▶ **WHAT IS REQUIRED**
Convert the records below into a two-column CSV with the headers text and answer, one row per record. Put the text and its answer each in a single double-quoted field, with line breaks replaced by spaces.
[START DATASET ENTRIES]
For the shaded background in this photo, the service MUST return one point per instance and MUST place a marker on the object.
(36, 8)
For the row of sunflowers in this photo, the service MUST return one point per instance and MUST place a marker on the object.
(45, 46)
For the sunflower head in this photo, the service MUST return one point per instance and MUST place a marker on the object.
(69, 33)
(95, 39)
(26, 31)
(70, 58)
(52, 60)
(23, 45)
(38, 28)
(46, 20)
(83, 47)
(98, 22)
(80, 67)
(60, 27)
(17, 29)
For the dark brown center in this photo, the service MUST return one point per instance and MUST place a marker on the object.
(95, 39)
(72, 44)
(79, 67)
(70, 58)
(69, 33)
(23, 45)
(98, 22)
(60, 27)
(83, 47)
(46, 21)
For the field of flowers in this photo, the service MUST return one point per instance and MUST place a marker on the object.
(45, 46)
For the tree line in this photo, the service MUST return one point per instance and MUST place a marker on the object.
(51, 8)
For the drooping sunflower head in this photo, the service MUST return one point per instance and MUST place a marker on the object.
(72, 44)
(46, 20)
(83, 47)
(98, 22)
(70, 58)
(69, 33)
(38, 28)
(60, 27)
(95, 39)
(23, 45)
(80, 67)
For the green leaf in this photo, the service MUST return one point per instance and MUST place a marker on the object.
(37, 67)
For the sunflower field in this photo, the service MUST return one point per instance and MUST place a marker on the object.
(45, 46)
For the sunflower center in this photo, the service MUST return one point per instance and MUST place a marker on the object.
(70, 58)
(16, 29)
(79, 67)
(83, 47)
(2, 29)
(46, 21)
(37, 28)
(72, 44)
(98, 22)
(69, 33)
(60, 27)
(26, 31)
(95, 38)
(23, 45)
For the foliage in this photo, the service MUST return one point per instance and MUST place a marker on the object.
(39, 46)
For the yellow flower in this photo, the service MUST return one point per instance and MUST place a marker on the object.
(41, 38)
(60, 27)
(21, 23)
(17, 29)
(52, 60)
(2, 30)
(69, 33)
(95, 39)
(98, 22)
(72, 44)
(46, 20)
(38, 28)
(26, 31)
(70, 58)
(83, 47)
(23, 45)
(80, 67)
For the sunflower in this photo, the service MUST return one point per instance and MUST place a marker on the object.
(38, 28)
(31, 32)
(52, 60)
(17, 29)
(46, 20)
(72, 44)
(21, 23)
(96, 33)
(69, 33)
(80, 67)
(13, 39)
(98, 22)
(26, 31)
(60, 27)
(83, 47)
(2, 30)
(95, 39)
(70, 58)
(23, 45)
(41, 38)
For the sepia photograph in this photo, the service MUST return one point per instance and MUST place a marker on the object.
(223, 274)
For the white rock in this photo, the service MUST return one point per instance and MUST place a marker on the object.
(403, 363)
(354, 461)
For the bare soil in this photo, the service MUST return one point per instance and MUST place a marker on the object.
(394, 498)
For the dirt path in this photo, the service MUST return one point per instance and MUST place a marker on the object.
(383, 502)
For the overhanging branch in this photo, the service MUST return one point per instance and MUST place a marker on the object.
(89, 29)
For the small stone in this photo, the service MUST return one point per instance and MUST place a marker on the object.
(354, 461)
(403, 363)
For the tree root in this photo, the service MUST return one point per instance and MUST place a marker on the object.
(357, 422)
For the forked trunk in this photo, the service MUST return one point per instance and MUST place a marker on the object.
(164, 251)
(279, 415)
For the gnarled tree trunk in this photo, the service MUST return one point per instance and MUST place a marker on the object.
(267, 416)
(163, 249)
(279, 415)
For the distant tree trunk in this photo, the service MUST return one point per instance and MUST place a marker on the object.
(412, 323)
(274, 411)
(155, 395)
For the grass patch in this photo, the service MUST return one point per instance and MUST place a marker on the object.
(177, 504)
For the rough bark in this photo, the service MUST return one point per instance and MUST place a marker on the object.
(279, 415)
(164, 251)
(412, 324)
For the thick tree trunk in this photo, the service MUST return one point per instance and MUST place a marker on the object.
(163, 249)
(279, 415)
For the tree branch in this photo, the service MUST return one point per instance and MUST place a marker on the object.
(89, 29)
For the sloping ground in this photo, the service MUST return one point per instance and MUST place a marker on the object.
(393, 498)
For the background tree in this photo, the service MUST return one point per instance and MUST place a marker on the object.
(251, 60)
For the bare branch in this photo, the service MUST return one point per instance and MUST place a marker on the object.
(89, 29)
[END DATASET ENTRIES]
▶ **WRITTEN REPLY**
text,answer
"For the shaded background in this photo, the service MUST return one point per instance and MUST place a marker on the object.","(36, 8)"
"For the row of sunflowers in this photo, the service MUST return one point per instance and MUST place a marker on the object.","(45, 46)"
"For the sunflower head in this photo, the service MUST return one point per instance and MUST place a marker on the object.","(69, 33) (95, 39) (26, 31) (70, 58) (52, 60) (23, 45) (38, 28) (46, 20) (83, 47) (98, 22) (80, 67) (60, 27) (17, 29)"
"For the dark brown center in this photo, the service MUST return one point per instance and MUST place a marker on the object.","(95, 39) (72, 44) (79, 67) (70, 58) (69, 33) (23, 45) (98, 22) (60, 27) (83, 47) (46, 21)"
"For the field of flowers in this photo, the service MUST return one point per instance and MUST place a marker on the object.","(45, 46)"
"For the tree line in this photo, the service MUST return one point per instance and MUST place a marker on the object.","(51, 8)"
"For the drooping sunflower head in this photo, the service MUST return one point per instance and MUST place a marker on the object.","(72, 44) (46, 20) (83, 47) (98, 22) (70, 58) (69, 33) (38, 28) (60, 27) (95, 39) (23, 45) (80, 67)"
"For the green leaf in this photo, the service MUST return one point per instance and MUST place a marker on the object.","(37, 67)"
"For the sunflower field in this photo, the service MUST return one point per instance and MUST place a marker on the object.","(45, 46)"
"For the sunflower center in this photo, the service MUST return one point per instance and MUST place a marker on the object.","(70, 58) (16, 29) (79, 67) (83, 47) (2, 29) (46, 21) (37, 28) (72, 44) (98, 22) (69, 33) (60, 27) (26, 31) (95, 38) (23, 45)"
"For the foliage in this photo, the service MUST return one point per instance and MUST place a marker on the object.","(39, 46)"
"For the yellow flower in this photo, the service MUST return one point per instance and MUST place a marker on the object.","(41, 38) (60, 27) (21, 23) (17, 29) (52, 60) (2, 30) (69, 33) (95, 39) (98, 22) (72, 44) (46, 20) (38, 28) (26, 31) (70, 58) (83, 47) (23, 45) (80, 67)"
"For the sunflower in this photo, the service MUST return one point per instance and MUST place a marker on the object.","(38, 28) (31, 32) (52, 60) (17, 29) (46, 20) (72, 44) (21, 23) (96, 33) (69, 33) (80, 67) (13, 39) (98, 22) (26, 31) (60, 27) (83, 47) (2, 30) (95, 39) (70, 58) (23, 45) (41, 38)"
"For the sepia photograph in this photo, the service MUST return one point per instance and MUST place a marker on the object.","(223, 274)"
"For the white rock in this photo, the service MUST return one point per instance and MUST place a marker on the object.","(403, 363) (354, 461)"
"For the bare soil in this photo, the service MUST return one point per instance and MUST place a marker on the object.","(394, 498)"
"For the dirt path in this photo, the service MUST return one point per instance and MUST place a marker on the object.","(383, 502)"
"For the overhanging branch in this photo, the service MUST return one point per instance and MUST place a marker on the object.","(89, 29)"
"For the small stone in this photo, the service MUST return one point per instance and MUST place a marker on the object.","(354, 461) (403, 363)"
"For the tree root in this photo, the service MUST return one point per instance and MUST place a marker on the object.","(357, 422)"
"For the forked trunk in this photo, the service MUST return one point per instance and MUST place a marker on the object.","(164, 251) (279, 415)"
"For the gnarled tree trunk in this photo, the service MUST return one point per instance and MUST place a marker on the object.","(267, 416) (163, 249) (279, 415)"
"For the distant tree trunk in this photo, the service MUST return one point per instance and MUST place a marker on the object.","(412, 323) (274, 411) (155, 395)"
"For the grass patch in this photo, the service MUST return one point per instance and MUST place a marker on the object.","(177, 504)"
"For the rough bark in this photo, the service MUST return one point per instance and MUST place a marker on the object.","(279, 415) (164, 251) (412, 324)"
"For the thick tree trunk in this photo, the service MUST return one point per instance and MUST place a marker on the object.","(163, 249) (279, 415)"
"For the tree branch in this photo, the service MUST return one point per instance and MUST place a marker on the object.","(89, 29)"
"For the sloping ground in this photo, the service MUST return one point per instance and MUST place a marker on the object.","(393, 498)"
"For the background tree in this photo, the service MUST return one point per instance and MUST place a marker on the object.","(251, 60)"
"For the bare branch in this photo, the service MUST return one point per instance and MUST place a marker on the object.","(89, 29)"